Pull out every line below that contains the word "waterfall".

╔══

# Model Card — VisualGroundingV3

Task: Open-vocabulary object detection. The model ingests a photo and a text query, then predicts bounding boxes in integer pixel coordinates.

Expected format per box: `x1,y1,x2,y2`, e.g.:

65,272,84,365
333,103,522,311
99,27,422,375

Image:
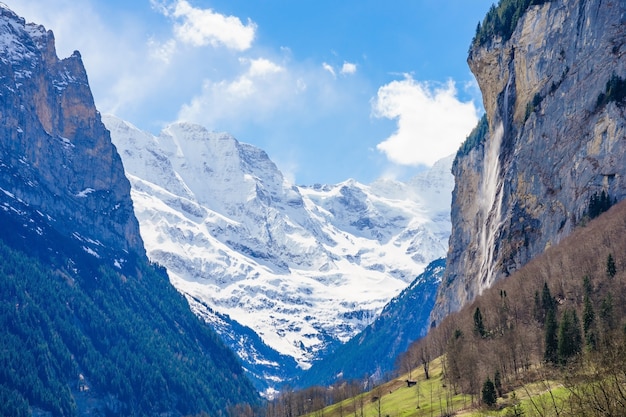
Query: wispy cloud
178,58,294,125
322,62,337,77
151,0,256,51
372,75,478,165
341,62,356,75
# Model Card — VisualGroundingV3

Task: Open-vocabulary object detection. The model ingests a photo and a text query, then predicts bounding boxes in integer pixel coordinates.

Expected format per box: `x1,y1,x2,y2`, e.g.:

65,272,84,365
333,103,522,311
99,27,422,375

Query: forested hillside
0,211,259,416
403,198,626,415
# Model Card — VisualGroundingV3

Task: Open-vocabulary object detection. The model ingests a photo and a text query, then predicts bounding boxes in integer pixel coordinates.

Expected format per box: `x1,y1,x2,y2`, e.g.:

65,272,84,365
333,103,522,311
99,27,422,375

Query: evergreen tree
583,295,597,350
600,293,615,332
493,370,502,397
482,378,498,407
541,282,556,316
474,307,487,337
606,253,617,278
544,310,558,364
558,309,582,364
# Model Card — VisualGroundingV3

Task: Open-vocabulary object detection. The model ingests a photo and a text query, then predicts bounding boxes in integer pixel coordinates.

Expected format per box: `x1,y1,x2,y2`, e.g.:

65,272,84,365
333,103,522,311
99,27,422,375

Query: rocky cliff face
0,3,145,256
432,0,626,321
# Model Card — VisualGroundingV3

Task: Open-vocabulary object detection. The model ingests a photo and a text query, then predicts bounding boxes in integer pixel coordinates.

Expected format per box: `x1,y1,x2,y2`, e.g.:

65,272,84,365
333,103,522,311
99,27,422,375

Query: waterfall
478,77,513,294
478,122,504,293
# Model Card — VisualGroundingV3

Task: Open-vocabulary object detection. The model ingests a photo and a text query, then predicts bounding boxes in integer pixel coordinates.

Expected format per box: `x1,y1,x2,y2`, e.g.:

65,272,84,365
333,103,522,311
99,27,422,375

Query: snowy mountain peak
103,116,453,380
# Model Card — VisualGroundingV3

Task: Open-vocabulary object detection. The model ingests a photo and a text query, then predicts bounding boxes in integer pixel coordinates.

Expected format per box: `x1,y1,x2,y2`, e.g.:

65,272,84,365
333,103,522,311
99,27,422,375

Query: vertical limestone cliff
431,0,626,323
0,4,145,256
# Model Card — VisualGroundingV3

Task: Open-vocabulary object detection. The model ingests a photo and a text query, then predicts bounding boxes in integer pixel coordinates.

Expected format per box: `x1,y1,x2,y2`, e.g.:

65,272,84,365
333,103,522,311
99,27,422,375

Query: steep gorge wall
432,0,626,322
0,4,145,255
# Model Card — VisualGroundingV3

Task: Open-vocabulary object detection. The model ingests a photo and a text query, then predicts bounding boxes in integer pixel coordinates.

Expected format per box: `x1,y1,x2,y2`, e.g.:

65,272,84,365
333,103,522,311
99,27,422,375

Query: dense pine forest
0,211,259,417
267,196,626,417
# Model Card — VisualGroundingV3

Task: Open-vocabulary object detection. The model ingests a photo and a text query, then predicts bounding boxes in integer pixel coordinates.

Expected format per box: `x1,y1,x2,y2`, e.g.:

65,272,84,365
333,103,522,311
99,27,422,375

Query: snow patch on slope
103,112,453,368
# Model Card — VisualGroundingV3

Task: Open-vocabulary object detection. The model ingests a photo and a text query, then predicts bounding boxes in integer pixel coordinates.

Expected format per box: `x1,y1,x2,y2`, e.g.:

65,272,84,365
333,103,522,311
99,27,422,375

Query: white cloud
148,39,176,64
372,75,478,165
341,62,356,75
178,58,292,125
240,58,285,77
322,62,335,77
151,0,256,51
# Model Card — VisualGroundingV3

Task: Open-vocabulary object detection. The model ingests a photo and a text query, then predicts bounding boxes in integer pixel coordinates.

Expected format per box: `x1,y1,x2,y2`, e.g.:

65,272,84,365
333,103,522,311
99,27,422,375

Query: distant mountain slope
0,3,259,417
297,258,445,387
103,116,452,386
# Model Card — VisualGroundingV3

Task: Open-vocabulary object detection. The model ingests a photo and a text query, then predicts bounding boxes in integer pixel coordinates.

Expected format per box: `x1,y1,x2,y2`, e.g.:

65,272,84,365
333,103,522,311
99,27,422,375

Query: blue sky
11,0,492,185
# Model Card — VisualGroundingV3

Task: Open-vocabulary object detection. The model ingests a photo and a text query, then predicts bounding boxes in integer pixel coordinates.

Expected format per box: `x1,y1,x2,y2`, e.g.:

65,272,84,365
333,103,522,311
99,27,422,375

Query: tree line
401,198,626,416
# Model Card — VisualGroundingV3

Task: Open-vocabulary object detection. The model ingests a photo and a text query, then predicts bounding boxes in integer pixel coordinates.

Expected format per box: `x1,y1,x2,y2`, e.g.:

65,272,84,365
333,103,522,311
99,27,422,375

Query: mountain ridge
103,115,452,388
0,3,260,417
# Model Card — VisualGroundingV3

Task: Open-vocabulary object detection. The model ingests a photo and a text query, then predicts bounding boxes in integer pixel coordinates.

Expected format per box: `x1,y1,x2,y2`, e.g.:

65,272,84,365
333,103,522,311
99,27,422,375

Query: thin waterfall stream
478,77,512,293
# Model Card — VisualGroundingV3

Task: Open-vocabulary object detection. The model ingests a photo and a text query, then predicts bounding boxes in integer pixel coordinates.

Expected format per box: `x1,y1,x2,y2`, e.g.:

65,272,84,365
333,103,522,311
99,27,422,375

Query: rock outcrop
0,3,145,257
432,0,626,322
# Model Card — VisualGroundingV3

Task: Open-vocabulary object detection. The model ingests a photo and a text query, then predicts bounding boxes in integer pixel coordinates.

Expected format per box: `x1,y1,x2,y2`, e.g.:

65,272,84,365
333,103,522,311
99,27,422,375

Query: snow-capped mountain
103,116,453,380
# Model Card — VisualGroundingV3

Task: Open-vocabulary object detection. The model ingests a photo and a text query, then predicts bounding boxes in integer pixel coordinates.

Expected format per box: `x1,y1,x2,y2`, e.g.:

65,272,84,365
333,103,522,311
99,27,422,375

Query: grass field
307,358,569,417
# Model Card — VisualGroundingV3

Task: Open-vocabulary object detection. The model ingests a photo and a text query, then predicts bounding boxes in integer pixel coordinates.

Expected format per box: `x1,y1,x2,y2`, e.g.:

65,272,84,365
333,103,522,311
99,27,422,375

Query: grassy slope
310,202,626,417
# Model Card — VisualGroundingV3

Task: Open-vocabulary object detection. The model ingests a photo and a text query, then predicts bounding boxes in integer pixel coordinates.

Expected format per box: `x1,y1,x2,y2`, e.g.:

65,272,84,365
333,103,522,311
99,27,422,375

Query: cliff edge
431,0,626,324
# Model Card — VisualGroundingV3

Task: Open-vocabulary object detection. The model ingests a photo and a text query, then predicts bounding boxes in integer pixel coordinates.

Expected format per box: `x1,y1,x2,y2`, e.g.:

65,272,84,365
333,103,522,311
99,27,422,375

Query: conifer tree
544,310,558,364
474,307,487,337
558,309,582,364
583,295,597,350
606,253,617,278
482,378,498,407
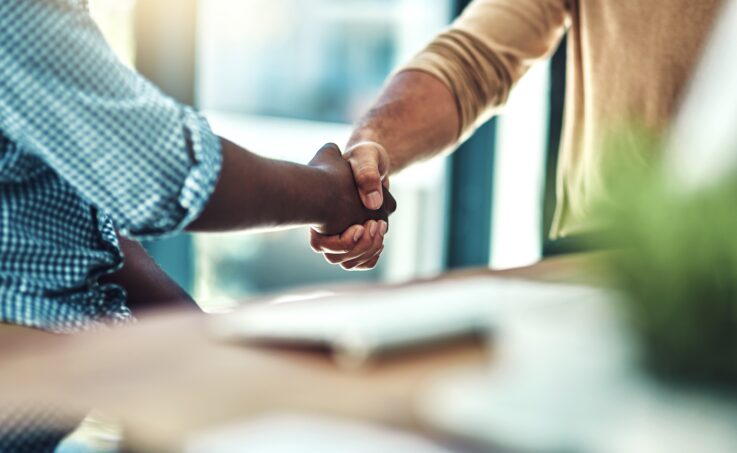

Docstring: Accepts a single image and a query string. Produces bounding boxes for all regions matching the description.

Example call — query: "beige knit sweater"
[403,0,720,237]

╚══

_Full solution_
Query: waterfall
Query: thin waterfall stream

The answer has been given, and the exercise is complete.